_What to work on:_
Count the lines in the items below that contain the word "goose", and reply with only that number.

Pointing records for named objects
****************************************

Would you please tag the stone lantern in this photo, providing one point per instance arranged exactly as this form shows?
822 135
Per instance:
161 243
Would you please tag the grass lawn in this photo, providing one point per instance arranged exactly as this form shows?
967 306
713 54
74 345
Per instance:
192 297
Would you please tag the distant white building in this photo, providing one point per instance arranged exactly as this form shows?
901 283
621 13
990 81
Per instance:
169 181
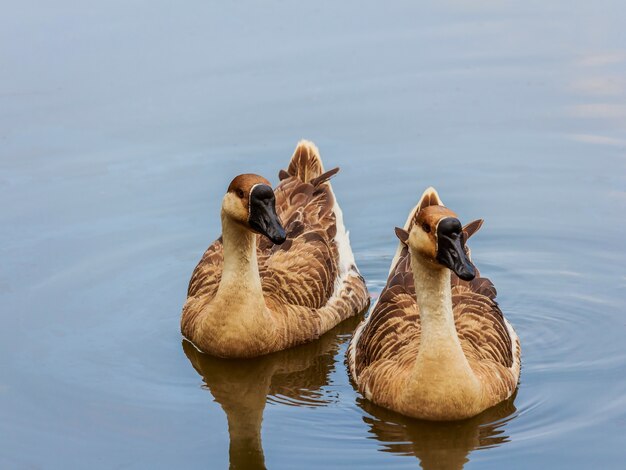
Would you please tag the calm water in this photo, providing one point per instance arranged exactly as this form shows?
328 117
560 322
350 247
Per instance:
122 123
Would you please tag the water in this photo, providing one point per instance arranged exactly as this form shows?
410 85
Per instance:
122 123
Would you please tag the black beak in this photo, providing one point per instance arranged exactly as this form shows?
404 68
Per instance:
262 214
451 249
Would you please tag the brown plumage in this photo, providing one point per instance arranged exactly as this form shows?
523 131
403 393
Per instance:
277 295
470 359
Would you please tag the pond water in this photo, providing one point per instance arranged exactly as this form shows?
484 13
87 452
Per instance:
121 125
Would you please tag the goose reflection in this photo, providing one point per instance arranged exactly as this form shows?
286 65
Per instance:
439 445
294 377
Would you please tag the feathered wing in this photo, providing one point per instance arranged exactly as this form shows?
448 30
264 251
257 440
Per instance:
302 271
394 324
208 273
310 282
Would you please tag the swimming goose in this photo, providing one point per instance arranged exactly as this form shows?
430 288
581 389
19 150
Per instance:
436 345
252 295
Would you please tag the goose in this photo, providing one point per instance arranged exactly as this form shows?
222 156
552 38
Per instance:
436 345
252 295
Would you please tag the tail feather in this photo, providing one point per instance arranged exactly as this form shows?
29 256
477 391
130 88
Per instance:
306 163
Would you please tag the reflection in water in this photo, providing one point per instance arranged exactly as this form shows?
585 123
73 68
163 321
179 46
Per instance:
438 445
243 386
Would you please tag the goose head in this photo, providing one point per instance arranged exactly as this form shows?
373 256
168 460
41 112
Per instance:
250 202
436 234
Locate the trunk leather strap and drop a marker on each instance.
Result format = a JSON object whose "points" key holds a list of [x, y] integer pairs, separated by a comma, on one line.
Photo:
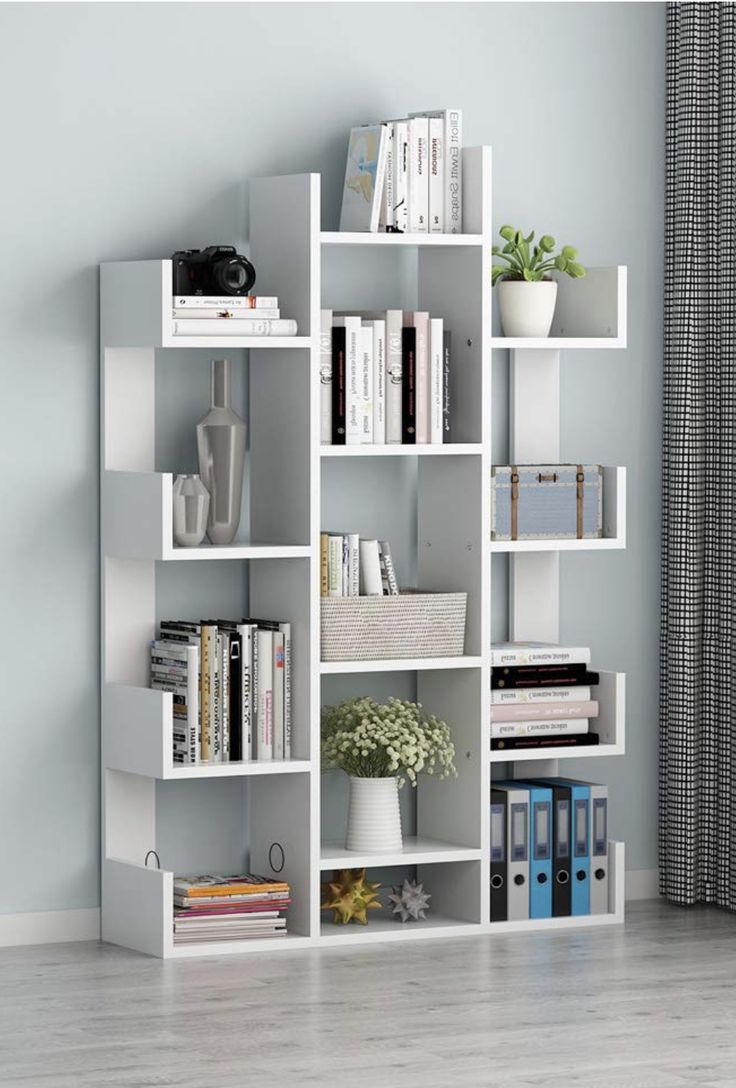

****************************************

_Reply:_
4